Document extract:
** Start **
Available on pub.dev.

Features

Streaming chat responses
Tool/function calling
Vision (image) support
Embeddings
Thinking mode support
Model management (list, pull, show, version)

Streaming Reliability Guarantees

NDJSON chunk-boundary-safe parsing: stream frames are buffered across transport chunks and parsed only when newline-terminated
Bounded malformed-line retries: parser tolerates up to 3 consecutive malformed non-empty lines
Explicit failure on persistent corruption: parser throws LLMApiException after retry budget exhaustion (no silent infinite dropping)

Installation

dependencies:
  llm_ollama: ^0.1.5

Prerequisites

You need Ollama running locally or on a server. Install from ollama.com.

# Pull a model
ollama pull qwen3:0.6b

Usage

Basic Chat

import 'package:llm_ollama/llm_ollama.dart';

final repo = OllamaChatRepository(baseUrl: 'http://localhost:11434');

final stream = repo.streamChat('qwen3:0.6b', messages: [
  LLMMessage(role: LLMRole.user, content: 'Hello!'),
]);

await for (final chunk in stream) {
  print(chunk.message?.content ?? '');
}

With Thinking Mode

final stream = repo.streamChat('qwen3:0.6b',
  messages: messages,
  think: true, // Enable thinking mode
);

await for (final chunk in stream) {
  if (chunk.message?.thinking != null) {
    print('Thinking: ${chunk.message!.thinking}');
  }
  print(chunk.message?.content ?? '');
}

Tool Calling

final stream = repo.streamChat('qwen3:0.6b',
  messages: messages,
  tools: [MyTool()],
);

Vision

import 'dart:convert';
import 'dart:io';

final imageBytes = await File('image.png').readAsBytes();
final base64Image = base64Encode(imageBytes);

final stream = repo.streamChat('llama3.2-vision:11b', messages: [
  LLMMessage(
    role: LLMRole.user,
    content: 'What is in this image?',
    images: [base64Image],
  ),
]);

Embeddings

final embeddings = await repo.embed(
  model: 'nomic-embed-text',
  messages: ['Hello world', 'Goodbye world'],
);

Non-Streaming Response

Get a complete response without streaming:

final response = await repo.chatResponse('qwen3:0.6b', messages: [
  LLMMessage(role: LLMRole.user, content: 'Hello!'),
]);

print(response.content);
print('Tokens: ${response.evalCount}');

Using StreamChatOptions

Encapsulate all options in a single object:

import 'package:llm_core/llm_core.dart';

final options = StreamChatOptions(
  think: true,
  tools: [MyTool()],
  toolAttempts: 5,
  timeout: Duration(minutes: 5),
  retryConfig: RetryConfig(maxAttempts: 3),
);

final stream = repo.streamChat('qwen3:0.6b', messages: messages, options: options);

Python-Style Parity Options

llm_ollama defaults to automatic tool execution for backward compatibility. If you want ollama-python style manual tool loops, disable auto-execution and consume toolCalls directly from streamed chunks.
** End **
Recorded information:
** Start **
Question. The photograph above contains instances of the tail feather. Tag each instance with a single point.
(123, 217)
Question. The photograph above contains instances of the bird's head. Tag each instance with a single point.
** End **
The tasks:
- a) According to the llm_ollama page, how many consecutive malformed non-empty lines will the parser tolerate?
- b) Please retype the part of the llm_ollama page starting at "Python-Style Parity Options" and ending at "from streamed chunks.".
- c) List every feature shown under the "Features" heading of the llm_ollama page.

Answers per task:
- a) Up to 3

- b)
Python-Style Parity Options

llm_ollama defaults to automatic tool execution for backward compatibility. If you want ollama-python style manual tool loops, disable auto-execution and consume toolCalls directly from streamed chunks.

- c)
Streaming chat responses
Tool/function calling
Vision (image) support
Embeddings
Thinking mode support
Model management (list, pull, show, version)